=== Passage for review ===
* * * * * * * * *

Protein floor. For most adults aim for at least 1.6 g protein per kg bodyweight (higher for muscle gain / fat loss). Never let protein fall short to chase a calorie number — add lean protein and trim fat/carbs instead.
Cost vs. convenience. Cheaper plans lean on dried legumes, whole grains, frozen veg, eggs, and cheaper cuts; faster plans lean on canned/frozen, pre-cut produce, and rotisserie shortcuts. Surface the trade-off; don't silently pick.
Variety dial. Default: breakfast 1-2 repeating options, lunch 2-3 options (often dinner leftovers), dinner 4-5 distinct meals across the week. Increase variety only if the user explicitly wants it (raises cost and prep).
Best Practices
- State every assumption (calorie target, servings, what counts as a pantry staple).
- Make leftovers intentional: cook dinner in a double batch to become next-day lunch.
- Keep one "flex meal" slot for eating out or using up odds and ends.
- Round grocery quantities up to real package sizes.
- Respect allergies as hard constraints — never substitute an allergen, and flag cross-contamination risks.
- Default to seasonal/frozen produce for cost and nutrition unless told otherwise.
Common Pitfalls
- Hitting calories but missing the protein floor.
- Listing fractional, un-buyable quantities (½ a can, ⅓ an onion).
- Over-varied plans that buy 30 ingredients used once each — expensive and wasteful.

* * * * * * * * *

(Data excerpts)
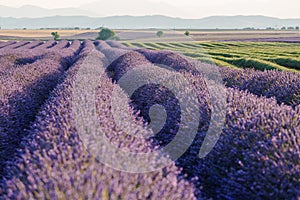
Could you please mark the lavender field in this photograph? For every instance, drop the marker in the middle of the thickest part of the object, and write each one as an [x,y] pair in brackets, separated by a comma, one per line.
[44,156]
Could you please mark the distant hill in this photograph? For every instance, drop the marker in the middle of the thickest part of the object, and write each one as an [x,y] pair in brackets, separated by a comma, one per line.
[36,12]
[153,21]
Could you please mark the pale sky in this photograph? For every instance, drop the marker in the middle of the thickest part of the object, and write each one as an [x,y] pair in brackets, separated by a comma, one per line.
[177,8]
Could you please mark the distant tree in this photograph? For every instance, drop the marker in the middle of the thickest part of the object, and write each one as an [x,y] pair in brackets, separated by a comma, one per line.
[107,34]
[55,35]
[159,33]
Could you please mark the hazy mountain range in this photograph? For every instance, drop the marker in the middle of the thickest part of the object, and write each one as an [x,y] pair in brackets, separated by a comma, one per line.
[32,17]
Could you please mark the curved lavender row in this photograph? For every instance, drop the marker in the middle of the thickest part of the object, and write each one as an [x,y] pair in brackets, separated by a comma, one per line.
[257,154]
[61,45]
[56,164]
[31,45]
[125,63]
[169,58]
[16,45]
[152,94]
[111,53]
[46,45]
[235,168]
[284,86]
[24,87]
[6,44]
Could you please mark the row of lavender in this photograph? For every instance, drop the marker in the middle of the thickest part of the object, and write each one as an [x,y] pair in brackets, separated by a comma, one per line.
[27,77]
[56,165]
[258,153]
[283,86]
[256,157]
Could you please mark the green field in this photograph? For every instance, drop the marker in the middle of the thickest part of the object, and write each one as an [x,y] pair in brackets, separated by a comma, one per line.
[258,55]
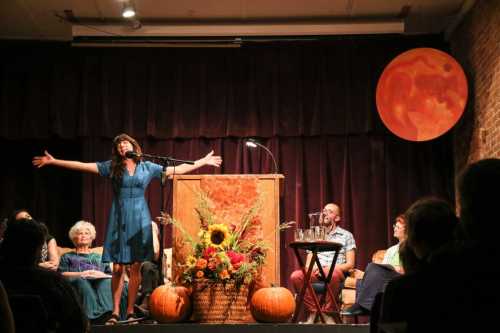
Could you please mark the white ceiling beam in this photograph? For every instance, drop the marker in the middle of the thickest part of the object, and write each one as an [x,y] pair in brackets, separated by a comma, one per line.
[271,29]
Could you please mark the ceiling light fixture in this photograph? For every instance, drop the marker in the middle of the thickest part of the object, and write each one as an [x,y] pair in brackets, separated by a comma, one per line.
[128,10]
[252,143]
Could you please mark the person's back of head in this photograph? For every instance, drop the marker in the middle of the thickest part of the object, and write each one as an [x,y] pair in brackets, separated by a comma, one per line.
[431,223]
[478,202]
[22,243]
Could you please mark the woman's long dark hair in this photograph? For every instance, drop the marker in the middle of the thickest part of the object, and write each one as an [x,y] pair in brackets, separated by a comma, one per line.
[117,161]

* * * * * * * * *

Write the next part of the meal-planning guidelines, picking up right after their last sentence. The lines above were taken from a separate source.

=== Answer to the exercise ===
- Ignoring weeknight time limits and scheduling 60-minute dinners on workdays.
- Forgetting snacks and drinks in the calorie math.
- Treating a meal plan as medical advice for a clinical condition.
Bundled Files
references/macro-targets.md — Mifflin-St Jeor formula, activity factors, goal adjustments, macro-split presets, protein guidance.
references/planning-heuristics.md — variety vs. repetition, ingredient-overlap strategy, batch-prep sequencing, food-safety storage times.
references/grocery-aisles.md — canonical aisle ordering and ingredient-to-section mapping for list organization.
scripts/plan_calc.py — totals macros/calories from a JSON plan and flags days outside tolerance.
templates/meal-plan.md — output skeleton for the final deliverable.
examples/sample-week.md — a worked 7-day example with targets, grid, prep schedule, and grocery list.